KUTIPAN TEKS:
------------------------------------------------
Sabtu, 24 Juli 2010

KAJIAN TENTANG BATIK KERATON SURAKARTA

TUGAS AKHIR SEMESTER

“KAJIAN TENTANG BATIK KERATON SURAKARTA”

MATA KULIAH ILMU SOSIAL BUDAYA DASAR


OLEH :

YUDHI WIDIASTOMO

L2D009007

JURUSAN PERENCANAAN WILAYAH DAN KOTA
FAKULTAS TEKNIK

UNIVERSITAS DIPONEGORO
SEMARANG
2009

BAB I

PENDAHULUAN

1.1 Latar Belakang

Batik adalah salah satu warisan budaya Indonesia yang memiliki kelebihan tersendiri dibanding peninggalan budaya lain yang berprinsip sama, yaitu celup rintang warna. Di antara berbagai sastra tradisional yang menggunakan teknik ini, tidak ada satupun yang tampil seindah dan sehalus batik. Namun, nilai pada batik Indonesia bukan semata-mata pada keindahan visual. Lebih jauh, batik memiliki nilai filosofi yang tinggi serta sarat akan pengalaman transendenitas. Nilai inilah yang mendasari visualisasi akhir yang muncul dalam komposisi batik itu sendiri.
------------------------------------------------
(Item yang dikutip dari sebuah koleksi)

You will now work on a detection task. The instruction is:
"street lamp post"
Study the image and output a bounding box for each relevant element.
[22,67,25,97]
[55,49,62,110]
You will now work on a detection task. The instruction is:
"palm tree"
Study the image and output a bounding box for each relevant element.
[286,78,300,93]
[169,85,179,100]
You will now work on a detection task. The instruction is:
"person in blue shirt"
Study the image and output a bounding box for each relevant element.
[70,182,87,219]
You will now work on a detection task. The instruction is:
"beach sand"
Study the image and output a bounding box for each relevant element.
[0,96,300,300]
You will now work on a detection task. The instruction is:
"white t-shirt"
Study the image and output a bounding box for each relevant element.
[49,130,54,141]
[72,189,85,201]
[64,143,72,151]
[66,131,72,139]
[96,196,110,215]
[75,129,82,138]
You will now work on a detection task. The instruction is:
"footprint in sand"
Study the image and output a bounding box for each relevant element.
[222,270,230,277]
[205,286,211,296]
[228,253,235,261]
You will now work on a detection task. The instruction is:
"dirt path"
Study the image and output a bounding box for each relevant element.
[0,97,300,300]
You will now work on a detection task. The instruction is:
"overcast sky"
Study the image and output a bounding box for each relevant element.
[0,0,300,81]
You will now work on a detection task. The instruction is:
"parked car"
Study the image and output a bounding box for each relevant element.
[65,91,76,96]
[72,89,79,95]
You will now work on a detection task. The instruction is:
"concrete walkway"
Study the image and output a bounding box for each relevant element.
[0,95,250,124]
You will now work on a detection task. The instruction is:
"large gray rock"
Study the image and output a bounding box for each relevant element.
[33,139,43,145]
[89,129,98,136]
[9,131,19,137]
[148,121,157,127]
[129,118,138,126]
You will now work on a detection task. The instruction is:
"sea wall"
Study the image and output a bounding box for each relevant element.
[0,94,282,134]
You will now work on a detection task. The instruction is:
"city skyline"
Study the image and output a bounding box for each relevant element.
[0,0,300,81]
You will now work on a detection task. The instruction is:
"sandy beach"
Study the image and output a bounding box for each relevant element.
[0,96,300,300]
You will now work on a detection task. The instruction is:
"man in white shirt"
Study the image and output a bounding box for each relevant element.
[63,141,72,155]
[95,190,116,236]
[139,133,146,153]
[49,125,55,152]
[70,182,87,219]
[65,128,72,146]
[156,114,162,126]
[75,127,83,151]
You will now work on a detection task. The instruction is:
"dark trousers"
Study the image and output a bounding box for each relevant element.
------------------------------------------------
SOAL LATIHAN:
**1.** Menurut teks tentang batik, prinsip apa yang sama-sama dimiliki batik dan peninggalan budaya lain yang disebutkan?
**2.** Salin persis bagian teks tentang batik mulai dari "PENDAHULUAN" sampai "batik itu sendiri.".
Item-item tersebut tidak ada hubungannya dengan teks tentang batik.

KUNCI JAWABAN:
**1.** Celup rintang warna.

**2.**
PENDAHULUAN

1.1 Latar Belakang

Batik adalah salah satu warisan budaya Indonesia yang memiliki kelebihan tersendiri dibanding peninggalan budaya lain yang berprinsip sama, yaitu celup rintang warna. Di antara berbagai sastra tradisional yang menggunakan teknik ini, tidak ada satupun yang tampil seindah dan sehalus batik. Namun, nilai pada batik Indonesia bukan semata-mata pada keindahan visual. Lebih jauh, batik memiliki nilai filosofi yang tinggi serta sarat akan pengalaman transendenitas. Nilai inilah yang mendasari visualisasi akhir yang muncul dalam komposisi batik itu sendiri.